The answer must be an exact restatement of all the data.
* * * * *
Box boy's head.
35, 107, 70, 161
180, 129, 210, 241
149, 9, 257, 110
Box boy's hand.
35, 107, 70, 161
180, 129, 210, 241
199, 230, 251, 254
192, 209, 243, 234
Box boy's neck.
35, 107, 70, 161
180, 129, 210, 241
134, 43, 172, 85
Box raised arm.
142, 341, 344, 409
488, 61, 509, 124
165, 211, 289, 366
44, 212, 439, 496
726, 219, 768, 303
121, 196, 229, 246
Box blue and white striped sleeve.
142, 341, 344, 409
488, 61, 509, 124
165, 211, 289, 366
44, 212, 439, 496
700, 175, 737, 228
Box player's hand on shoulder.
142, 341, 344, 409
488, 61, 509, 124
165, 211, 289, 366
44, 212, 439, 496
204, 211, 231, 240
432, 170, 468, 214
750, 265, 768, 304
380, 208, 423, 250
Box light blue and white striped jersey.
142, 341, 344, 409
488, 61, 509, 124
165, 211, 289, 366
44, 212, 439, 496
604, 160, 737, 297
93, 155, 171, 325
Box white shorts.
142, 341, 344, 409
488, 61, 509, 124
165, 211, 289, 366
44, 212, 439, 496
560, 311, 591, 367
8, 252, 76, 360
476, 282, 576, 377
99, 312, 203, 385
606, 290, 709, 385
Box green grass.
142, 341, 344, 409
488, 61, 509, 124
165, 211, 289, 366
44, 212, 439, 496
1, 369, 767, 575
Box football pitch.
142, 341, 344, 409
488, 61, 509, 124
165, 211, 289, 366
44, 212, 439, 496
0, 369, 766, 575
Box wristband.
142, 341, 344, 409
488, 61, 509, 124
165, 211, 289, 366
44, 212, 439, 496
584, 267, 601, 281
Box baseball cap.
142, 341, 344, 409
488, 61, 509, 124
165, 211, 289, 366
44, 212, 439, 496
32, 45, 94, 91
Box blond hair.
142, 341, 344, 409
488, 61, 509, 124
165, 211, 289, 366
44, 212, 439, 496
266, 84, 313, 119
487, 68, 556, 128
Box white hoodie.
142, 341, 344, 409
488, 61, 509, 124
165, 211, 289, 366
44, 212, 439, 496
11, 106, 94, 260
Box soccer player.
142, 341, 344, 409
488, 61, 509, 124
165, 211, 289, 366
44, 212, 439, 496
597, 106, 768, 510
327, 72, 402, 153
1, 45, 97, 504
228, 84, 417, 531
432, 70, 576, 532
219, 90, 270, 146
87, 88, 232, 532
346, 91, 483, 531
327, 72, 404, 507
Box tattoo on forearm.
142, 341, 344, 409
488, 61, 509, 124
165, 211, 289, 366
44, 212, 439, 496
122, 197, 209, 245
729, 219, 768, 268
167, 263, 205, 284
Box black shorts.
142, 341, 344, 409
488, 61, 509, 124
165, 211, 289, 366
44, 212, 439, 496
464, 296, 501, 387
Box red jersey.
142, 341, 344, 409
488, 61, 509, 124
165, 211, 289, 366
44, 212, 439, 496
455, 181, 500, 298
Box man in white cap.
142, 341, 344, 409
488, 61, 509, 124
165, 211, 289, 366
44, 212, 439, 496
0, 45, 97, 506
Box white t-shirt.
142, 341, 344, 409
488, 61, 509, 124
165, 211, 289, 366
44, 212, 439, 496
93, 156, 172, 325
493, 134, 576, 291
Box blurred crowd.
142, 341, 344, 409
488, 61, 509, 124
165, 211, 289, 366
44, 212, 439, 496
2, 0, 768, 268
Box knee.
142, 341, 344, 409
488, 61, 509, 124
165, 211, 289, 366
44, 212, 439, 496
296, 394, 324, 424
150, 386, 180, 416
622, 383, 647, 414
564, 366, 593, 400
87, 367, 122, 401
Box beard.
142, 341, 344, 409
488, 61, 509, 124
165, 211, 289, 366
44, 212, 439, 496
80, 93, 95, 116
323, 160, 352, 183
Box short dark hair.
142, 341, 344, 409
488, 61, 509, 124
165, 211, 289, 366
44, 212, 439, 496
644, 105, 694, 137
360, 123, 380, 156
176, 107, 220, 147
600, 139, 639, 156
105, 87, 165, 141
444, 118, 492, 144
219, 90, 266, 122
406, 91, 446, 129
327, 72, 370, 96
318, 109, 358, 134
* * * * *
Response to this exercise ▸
Box boy's head.
35, 107, 70, 161
180, 129, 210, 241
149, 9, 257, 110
Box boy's hand.
35, 107, 70, 161
180, 129, 210, 241
199, 230, 251, 254
192, 209, 243, 234
Box boy's neck.
35, 107, 70, 161
180, 129, 210, 241
134, 43, 172, 85
Box raised arm.
142, 341, 344, 409
488, 61, 509, 124
165, 211, 289, 366
44, 212, 439, 496
726, 219, 768, 303
121, 196, 229, 246
Box blue and white striped sleeve.
142, 341, 344, 409
488, 61, 509, 124
165, 211, 289, 366
44, 212, 439, 496
700, 175, 737, 228
Box player's hand on shoulder.
142, 341, 344, 409
488, 61, 509, 124
165, 211, 289, 366
44, 212, 439, 496
204, 211, 231, 240
432, 170, 468, 214
750, 265, 768, 304
380, 208, 423, 250
Box light blue and white striped jersey.
142, 341, 344, 409
488, 61, 509, 124
165, 211, 289, 366
44, 212, 439, 496
604, 160, 737, 297
93, 155, 171, 325
Box white shorts.
142, 341, 344, 409
488, 61, 509, 124
165, 211, 289, 366
44, 212, 439, 496
560, 311, 591, 367
8, 252, 76, 360
476, 282, 576, 377
99, 312, 203, 385
606, 290, 709, 385
Box green grass.
142, 341, 344, 409
488, 61, 509, 124
165, 211, 289, 366
44, 212, 439, 496
1, 369, 767, 575
Box football pitch.
142, 341, 344, 409
488, 61, 509, 124
165, 211, 289, 366
44, 212, 439, 496
0, 369, 766, 575
Box wristband.
142, 341, 344, 409
488, 61, 509, 124
165, 211, 289, 366
44, 212, 439, 496
584, 267, 601, 281
Box baseball cap.
142, 341, 344, 409
488, 61, 509, 124
165, 211, 289, 366
44, 212, 439, 496
32, 45, 94, 91
Box blond hair.
142, 341, 344, 409
488, 61, 509, 124
165, 211, 289, 366
44, 212, 439, 496
266, 84, 313, 119
487, 68, 556, 128
Box white hoodie.
142, 341, 344, 409
488, 61, 509, 124
165, 211, 289, 366
44, 212, 439, 496
11, 106, 94, 260
Box soccer player.
142, 341, 344, 409
488, 61, 509, 124
165, 211, 289, 366
44, 212, 439, 496
597, 106, 768, 510
327, 72, 402, 153
1, 45, 97, 504
228, 84, 417, 531
432, 70, 576, 532
219, 90, 270, 146
87, 88, 232, 532
346, 91, 483, 531
327, 72, 404, 507
Box tattoo on forearm.
142, 341, 344, 409
488, 61, 509, 124
165, 211, 289, 366
44, 212, 439, 496
122, 197, 209, 245
729, 219, 768, 268
167, 263, 205, 284
Box black shorts.
142, 341, 344, 409
488, 61, 509, 124
165, 211, 289, 366
44, 212, 439, 496
464, 296, 501, 387
Box red jersey.
142, 341, 344, 409
488, 61, 509, 124
165, 211, 289, 366
44, 212, 439, 496
455, 181, 500, 298
Box man in white cap.
142, 341, 344, 409
488, 61, 509, 124
165, 211, 289, 366
44, 212, 439, 496
0, 45, 97, 506
Box white t-shirt.
142, 341, 344, 409
488, 61, 509, 124
165, 211, 289, 366
44, 212, 439, 496
93, 156, 172, 325
493, 134, 576, 291
Box blurred crowd.
142, 341, 344, 409
488, 61, 509, 124
165, 211, 289, 366
44, 212, 439, 496
2, 0, 768, 268
Box knee.
142, 341, 344, 409
488, 61, 509, 124
165, 211, 289, 366
44, 212, 439, 496
296, 394, 324, 424
150, 386, 180, 416
622, 383, 647, 414
564, 366, 593, 400
87, 367, 122, 401
Box beard.
142, 341, 344, 409
488, 61, 509, 124
165, 211, 289, 366
44, 212, 439, 496
80, 93, 95, 116
323, 160, 352, 183
Box short dark hair.
142, 341, 344, 409
488, 61, 509, 124
165, 211, 289, 366
44, 212, 439, 496
644, 105, 694, 137
360, 123, 380, 156
176, 107, 220, 147
600, 139, 639, 156
105, 87, 165, 141
444, 118, 492, 144
219, 90, 266, 122
406, 91, 446, 129
327, 72, 370, 96
318, 109, 358, 134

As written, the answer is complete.